---------- SUPPLIED INFORMATION

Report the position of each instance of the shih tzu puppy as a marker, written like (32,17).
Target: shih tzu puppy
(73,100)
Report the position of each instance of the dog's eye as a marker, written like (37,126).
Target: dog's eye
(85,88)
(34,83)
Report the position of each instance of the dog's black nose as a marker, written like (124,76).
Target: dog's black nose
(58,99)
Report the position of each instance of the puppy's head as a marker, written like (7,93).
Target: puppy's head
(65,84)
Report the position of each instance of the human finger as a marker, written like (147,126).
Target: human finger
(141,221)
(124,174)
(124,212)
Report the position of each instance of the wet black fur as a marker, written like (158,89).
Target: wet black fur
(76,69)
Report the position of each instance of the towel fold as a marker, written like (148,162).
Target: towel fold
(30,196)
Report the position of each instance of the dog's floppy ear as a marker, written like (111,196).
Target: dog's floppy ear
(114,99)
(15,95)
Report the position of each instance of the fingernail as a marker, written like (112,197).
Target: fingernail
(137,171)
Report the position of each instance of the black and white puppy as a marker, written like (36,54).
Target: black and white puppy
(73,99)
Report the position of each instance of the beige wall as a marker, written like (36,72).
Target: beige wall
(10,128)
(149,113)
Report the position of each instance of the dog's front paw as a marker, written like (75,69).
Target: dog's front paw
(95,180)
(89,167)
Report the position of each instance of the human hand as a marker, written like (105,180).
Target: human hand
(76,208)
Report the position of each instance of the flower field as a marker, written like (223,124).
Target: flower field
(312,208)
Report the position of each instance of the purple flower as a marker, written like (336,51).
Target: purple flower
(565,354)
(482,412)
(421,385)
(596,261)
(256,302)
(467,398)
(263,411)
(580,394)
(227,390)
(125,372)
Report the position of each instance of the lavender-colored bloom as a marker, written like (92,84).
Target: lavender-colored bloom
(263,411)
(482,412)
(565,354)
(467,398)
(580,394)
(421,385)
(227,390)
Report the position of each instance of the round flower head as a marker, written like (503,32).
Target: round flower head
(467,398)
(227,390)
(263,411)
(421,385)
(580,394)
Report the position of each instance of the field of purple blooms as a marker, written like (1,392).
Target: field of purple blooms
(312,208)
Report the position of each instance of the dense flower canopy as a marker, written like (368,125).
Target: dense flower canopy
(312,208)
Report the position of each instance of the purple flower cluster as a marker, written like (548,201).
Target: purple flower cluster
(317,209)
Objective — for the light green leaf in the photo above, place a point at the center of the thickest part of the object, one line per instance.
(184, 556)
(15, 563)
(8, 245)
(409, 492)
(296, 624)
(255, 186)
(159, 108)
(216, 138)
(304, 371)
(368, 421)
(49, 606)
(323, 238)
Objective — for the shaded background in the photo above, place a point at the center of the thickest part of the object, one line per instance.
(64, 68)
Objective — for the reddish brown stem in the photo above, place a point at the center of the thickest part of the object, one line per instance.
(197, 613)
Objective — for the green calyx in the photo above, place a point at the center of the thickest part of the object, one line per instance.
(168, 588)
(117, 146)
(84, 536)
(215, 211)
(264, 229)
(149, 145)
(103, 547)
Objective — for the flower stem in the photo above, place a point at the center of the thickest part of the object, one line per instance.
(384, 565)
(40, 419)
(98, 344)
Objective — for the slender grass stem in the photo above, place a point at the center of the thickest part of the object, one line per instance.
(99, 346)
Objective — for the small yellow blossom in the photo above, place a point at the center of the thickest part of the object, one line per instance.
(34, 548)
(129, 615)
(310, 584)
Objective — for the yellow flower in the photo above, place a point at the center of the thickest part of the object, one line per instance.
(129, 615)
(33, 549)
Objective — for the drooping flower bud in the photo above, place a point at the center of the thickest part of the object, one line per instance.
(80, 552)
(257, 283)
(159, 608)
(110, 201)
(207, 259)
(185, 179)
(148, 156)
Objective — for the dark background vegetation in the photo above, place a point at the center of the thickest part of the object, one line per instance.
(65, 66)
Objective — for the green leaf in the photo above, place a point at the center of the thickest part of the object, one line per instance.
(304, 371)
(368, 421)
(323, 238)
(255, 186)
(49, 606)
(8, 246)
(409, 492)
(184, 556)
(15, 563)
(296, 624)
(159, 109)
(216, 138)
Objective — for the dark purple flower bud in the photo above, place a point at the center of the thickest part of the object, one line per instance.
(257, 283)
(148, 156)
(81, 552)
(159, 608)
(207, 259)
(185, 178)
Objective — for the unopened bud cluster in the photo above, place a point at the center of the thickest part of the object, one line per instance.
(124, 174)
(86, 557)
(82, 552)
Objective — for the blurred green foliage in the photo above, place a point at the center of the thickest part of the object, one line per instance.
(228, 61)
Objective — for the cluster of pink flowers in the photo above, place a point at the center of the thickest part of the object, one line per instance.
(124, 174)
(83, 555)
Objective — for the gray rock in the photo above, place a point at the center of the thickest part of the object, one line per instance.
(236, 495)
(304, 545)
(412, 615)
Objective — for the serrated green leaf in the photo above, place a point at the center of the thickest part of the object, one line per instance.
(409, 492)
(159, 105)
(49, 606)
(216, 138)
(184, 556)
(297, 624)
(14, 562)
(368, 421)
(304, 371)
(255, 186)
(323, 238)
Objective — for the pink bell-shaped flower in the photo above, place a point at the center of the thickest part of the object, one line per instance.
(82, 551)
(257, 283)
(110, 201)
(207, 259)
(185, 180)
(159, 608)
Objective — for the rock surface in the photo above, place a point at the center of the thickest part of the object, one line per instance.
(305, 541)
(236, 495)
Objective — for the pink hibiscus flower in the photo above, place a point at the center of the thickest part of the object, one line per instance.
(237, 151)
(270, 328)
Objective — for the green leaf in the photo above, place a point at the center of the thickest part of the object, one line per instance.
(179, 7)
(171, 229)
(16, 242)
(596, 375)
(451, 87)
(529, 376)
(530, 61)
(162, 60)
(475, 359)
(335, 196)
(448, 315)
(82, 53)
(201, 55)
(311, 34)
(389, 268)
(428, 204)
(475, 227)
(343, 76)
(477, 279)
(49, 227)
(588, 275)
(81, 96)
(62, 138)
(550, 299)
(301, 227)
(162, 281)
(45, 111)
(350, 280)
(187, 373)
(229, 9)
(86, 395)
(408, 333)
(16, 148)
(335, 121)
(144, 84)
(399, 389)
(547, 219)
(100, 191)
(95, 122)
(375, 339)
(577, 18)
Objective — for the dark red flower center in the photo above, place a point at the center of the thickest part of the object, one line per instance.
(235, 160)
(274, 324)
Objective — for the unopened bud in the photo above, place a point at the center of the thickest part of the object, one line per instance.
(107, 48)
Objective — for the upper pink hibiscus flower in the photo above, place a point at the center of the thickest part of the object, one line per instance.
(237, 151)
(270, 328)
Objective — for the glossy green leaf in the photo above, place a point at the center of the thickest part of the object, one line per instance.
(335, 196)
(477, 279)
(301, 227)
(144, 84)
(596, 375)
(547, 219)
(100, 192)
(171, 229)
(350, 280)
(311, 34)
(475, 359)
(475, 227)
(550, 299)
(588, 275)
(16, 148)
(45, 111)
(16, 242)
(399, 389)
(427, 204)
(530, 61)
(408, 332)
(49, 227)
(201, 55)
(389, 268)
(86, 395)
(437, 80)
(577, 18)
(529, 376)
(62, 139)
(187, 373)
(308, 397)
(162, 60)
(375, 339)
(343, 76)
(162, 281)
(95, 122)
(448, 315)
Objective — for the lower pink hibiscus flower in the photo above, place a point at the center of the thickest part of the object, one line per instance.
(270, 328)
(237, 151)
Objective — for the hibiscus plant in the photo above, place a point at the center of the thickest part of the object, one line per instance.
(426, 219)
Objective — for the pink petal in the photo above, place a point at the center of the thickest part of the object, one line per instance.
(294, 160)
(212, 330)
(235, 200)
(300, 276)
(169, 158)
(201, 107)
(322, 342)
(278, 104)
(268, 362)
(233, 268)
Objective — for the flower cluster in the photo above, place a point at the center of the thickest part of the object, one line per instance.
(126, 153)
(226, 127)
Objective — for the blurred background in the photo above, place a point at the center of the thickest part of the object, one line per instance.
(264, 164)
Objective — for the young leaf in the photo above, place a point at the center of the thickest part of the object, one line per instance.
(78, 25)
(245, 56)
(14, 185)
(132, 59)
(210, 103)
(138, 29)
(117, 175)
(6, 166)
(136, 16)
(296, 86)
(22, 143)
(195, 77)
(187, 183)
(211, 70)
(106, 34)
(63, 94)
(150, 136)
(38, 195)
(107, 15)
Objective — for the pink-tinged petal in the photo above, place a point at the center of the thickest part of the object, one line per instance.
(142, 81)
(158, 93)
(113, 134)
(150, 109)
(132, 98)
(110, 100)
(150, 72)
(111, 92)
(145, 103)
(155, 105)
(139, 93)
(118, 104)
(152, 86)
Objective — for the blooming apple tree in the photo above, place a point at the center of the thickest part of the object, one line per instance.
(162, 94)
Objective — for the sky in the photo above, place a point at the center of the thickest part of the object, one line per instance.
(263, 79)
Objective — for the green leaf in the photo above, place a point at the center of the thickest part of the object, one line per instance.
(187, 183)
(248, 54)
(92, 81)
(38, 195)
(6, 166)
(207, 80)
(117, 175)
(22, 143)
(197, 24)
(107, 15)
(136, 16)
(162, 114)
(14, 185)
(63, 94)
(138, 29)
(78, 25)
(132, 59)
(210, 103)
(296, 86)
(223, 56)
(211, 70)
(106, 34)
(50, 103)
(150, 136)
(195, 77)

--------------------

● DESCRIPTION OF THE TASK
Starting with the line containing "Objective — for the blooming" and continuing through the end of the records, write out only those lines again, requests included. Shift every point coordinate in the answers by adding 98 to each number.

● OUTPUT BELOW
Objective — for the blooming apple tree in the photo above, place a point at the center of the thickest part of the object, one line per instance.
(260, 192)
Objective — for the sky in the photo above, place a point at the center of the thickest part of the object, one line per instance.
(361, 177)
Objective — for the green leaf in the photo above, place a point at the center of the thickest part of the object, one line per instance.
(285, 281)
(346, 152)
(190, 179)
(136, 293)
(104, 264)
(305, 178)
(215, 273)
(120, 241)
(295, 122)
(205, 113)
(234, 114)
(260, 212)
(112, 283)
(161, 192)
(236, 127)
(176, 123)
(230, 157)
(308, 201)
(394, 184)
(321, 154)
(309, 168)
(204, 132)
(148, 201)
(248, 234)
(293, 175)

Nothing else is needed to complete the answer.